__課題文 1__
レコードから「bollard」という文字列を含む行をすべて集め、そのまま書き写してください。大文字と小文字は区別します。

__抜粋本文__
最近のこの種の作品にはお決まりのようなオカマキャラも出
てこないし、あまりオチャラケることもなくスポ根物が描か
れているということでは、今の時期に作られるのも良いとい
う感じの作品と言えそうだ。

『胡同の理髪師』“剃頭匠”
北京の紫禁城も望める胡同(フートンと読み、路地の意味だ
そうだ)の古い住宅に1人で暮らす93歳の老人。毎朝6時に
起床し、1日に5分遅れる時計の針を合わせてネジを巻く。
そして仕事は、80年以上のキャリアを持つ現役の理髪師。
この老人の日常を、実際に92歳の現役理髪師の人を主演にし
てドキュメンタリーのように描いた作品。しかもそこには、
独居老人の問題や北京オリンピックを控えた街区の再開発の
問題なども描かれる。
フィクションで描かれた作品なので物語は判りやすく、また
ドラマティックにいろいろな問題が浮き彫りにされる。それ
は決して中国だけの問題ではないし、特に日本ではほとんど
共通の話題として語られそうな物語だ。
でも、映画はそんなことは別として、この老人がいろいろ機
智に富んだ語録を発したり、また古き良きものと殺伐とした
現代のものとが対比されたり、老人を軸としていろいろな出
来事が描かれている。
中には、正装の人民服を新調しようとする老人に対して、そ
のようなものはもう作る人もいないという、日本人には関係
ないけれどちょっと意外なエピソードもあったりで、いろい
ろ面白く観ることができた。
舞台の胡同は、そこに溢れる人情も描かれ、これこそ古き良
き時代というものだ。でも、それを形成する建物群には取り
壊しの表示が書かれていて、オリンピックイヤーを迎えて、
今はもう無いのかも知れない。そんな時代に対する思いを込
めた作品にも見えた。
なお、監督のハスチョローはモンゴル族の出身者だそうで、
従って北京のこの風景が原風景ではない訳だが、美しく描か
れた胡同やその周辺の映像は素晴らしかった。
一方、老人を演じたチン・クイ理髪師は、昔の京劇のスター
や日本軍の占領中には官僚の理髪も手掛けたとのことだが、
93歳の今もその技術は衰えていないようだ。その髭剃りのシ
ーンなどは見事だった。

__入力資料__

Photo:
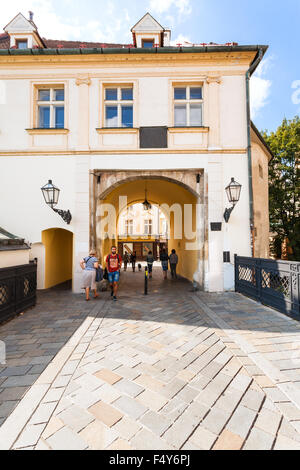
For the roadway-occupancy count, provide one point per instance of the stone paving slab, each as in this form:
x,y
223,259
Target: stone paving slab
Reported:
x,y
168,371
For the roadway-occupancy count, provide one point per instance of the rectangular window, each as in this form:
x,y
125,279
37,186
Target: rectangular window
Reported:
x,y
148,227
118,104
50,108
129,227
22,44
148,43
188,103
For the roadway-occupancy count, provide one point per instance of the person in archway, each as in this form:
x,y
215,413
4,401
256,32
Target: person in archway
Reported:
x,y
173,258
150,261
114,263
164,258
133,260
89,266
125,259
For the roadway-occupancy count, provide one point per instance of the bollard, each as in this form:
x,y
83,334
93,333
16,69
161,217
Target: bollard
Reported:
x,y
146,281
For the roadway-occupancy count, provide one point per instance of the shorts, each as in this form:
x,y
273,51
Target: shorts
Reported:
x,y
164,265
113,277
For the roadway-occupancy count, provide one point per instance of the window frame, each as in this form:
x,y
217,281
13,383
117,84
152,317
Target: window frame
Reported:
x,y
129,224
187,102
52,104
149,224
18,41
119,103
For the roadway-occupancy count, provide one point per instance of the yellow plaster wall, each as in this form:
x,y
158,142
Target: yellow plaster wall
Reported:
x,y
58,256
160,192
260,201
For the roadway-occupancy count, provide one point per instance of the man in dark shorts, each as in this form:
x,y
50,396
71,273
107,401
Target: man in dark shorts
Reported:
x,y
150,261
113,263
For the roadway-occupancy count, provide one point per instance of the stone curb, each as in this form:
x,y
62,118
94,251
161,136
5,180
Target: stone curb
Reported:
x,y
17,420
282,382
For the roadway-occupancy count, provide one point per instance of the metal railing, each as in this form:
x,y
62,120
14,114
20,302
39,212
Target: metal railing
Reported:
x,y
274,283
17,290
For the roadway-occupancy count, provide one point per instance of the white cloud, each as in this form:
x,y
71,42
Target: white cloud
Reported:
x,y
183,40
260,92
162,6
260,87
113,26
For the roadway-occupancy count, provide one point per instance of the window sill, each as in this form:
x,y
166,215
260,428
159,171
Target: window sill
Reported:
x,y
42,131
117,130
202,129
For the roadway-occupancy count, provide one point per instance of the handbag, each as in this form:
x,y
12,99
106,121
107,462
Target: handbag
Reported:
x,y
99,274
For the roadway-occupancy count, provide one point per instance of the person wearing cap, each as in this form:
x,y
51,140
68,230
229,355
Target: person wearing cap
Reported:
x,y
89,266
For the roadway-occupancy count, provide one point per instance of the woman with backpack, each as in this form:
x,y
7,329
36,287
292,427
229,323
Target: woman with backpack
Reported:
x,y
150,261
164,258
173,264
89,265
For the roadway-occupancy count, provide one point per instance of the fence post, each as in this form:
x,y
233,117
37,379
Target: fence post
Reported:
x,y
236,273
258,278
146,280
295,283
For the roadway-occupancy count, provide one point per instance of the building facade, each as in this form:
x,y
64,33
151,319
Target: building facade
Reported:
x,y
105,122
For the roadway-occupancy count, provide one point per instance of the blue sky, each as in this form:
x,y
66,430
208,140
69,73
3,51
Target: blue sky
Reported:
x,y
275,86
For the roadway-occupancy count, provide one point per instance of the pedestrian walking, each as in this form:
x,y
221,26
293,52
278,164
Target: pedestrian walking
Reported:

__課題文 2__
上の抜粋について、次の問いに答えてください。
(a) 胡同に住む老人は毎朝何時に起床するか。
(b) 老人の時計は1日に何分遅れるか。
(c) 監督のハスチョローは何族の出身か。

__解答例 1__
For the roadway-occupancy count, provide one point per instance of the bollard, each as in this form:
Target: bollard

__解答例 2__
(a) 6時
(b) 5分
(c) モンゴル族